Do this: Locate the line that contains "Locate the window". Copy it and every following line through the end of the records, exactly, and include nothing else.
>> BEGIN
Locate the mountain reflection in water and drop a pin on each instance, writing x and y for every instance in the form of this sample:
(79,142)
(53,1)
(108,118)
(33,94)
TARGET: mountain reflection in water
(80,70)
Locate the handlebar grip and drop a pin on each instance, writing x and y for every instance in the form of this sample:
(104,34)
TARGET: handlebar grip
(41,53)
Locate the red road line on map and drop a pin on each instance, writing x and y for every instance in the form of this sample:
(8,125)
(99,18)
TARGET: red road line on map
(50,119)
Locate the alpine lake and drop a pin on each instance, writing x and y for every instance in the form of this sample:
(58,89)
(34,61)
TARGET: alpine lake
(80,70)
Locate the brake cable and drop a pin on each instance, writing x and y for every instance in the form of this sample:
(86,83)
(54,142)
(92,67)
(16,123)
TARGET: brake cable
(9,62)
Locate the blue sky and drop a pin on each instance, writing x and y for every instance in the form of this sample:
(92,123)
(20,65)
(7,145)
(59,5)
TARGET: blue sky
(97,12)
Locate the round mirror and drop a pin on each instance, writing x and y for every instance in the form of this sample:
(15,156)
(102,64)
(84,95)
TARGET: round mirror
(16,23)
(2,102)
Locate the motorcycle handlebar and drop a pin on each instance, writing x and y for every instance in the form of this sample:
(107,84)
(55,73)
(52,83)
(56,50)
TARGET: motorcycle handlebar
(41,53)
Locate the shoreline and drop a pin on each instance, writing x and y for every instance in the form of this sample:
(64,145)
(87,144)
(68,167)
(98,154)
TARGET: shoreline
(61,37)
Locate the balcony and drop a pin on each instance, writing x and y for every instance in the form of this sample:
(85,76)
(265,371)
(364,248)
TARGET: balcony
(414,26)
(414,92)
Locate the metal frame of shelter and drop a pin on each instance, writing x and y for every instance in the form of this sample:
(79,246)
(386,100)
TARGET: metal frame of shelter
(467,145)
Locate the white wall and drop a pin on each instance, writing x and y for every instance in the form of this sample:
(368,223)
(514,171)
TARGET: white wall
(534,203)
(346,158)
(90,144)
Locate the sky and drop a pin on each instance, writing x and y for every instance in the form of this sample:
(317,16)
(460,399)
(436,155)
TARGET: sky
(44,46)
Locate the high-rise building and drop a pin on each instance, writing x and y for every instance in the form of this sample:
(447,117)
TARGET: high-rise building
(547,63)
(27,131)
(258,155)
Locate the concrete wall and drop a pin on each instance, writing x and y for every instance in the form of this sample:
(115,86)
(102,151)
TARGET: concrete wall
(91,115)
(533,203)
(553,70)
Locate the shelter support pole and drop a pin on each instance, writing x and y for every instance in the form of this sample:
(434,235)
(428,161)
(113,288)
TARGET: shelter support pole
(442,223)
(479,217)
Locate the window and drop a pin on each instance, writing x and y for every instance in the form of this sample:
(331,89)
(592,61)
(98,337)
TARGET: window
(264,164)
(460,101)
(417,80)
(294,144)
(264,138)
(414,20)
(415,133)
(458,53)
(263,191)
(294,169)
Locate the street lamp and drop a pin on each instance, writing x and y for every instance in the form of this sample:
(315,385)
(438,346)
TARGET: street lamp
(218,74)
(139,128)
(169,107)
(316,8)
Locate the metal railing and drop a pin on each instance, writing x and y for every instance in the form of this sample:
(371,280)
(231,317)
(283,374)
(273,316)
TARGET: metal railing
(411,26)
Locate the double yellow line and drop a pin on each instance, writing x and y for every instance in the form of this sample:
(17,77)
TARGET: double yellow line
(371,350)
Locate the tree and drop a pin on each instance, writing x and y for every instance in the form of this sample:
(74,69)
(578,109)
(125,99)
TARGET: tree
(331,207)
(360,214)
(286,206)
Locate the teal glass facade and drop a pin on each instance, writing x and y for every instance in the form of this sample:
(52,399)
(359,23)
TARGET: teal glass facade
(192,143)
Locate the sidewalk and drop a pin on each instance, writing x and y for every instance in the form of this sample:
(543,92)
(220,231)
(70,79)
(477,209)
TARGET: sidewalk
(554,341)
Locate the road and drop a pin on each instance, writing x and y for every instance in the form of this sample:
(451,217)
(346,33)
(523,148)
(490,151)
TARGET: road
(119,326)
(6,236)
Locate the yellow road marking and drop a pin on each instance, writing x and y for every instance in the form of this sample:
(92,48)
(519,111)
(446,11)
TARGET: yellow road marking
>> END
Output below:
Locate the window and drop a pin on each instance, writing x and y for every instance in the form of this sample:
(331,89)
(592,61)
(98,337)
TARGET: window
(264,164)
(460,101)
(417,80)
(294,144)
(264,138)
(414,20)
(415,133)
(458,53)
(263,191)
(294,169)
Locate the street lamp and drop a pin on each instance, writing x and y for every instance in the form of this sample:
(315,385)
(438,346)
TARGET: street lamp
(218,74)
(139,128)
(169,107)
(316,8)
Locate the metal railing and drop a pin on each instance, writing x and y for every instance in the form of this sample:
(371,280)
(231,317)
(283,374)
(273,316)
TARGET: metal railing
(411,26)
Locate the double yellow line and drop a pin on each instance, writing x and y for every instance in the form of this sample:
(17,77)
TARGET: double yellow line
(371,350)
Locate the tree and drop a pin on each instance, writing x and y for every instance in the form of this sample:
(74,69)
(578,109)
(125,99)
TARGET: tree
(331,207)
(360,214)
(286,206)
Locate the teal glass facade and drop a pin on each instance, writing x and y for every instance in the form of this sample:
(52,399)
(359,23)
TARGET: teal glass facade
(192,143)
Locate the sidewalk and drop a pin on each instance, writing x and y for every instance in the form of this sample:
(543,92)
(220,231)
(70,79)
(477,209)
TARGET: sidewalk
(554,341)
Locate the road and drop a pin on each instance, writing x and y for every instance in the form of this sample:
(451,217)
(346,33)
(523,148)
(490,151)
TARGET: road
(119,326)
(6,236)
Locate the yellow road marking and drop a pin on each instance, writing x and y for every instance in the form of this sample:
(92,48)
(519,111)
(446,11)
TARGET: yellow road marking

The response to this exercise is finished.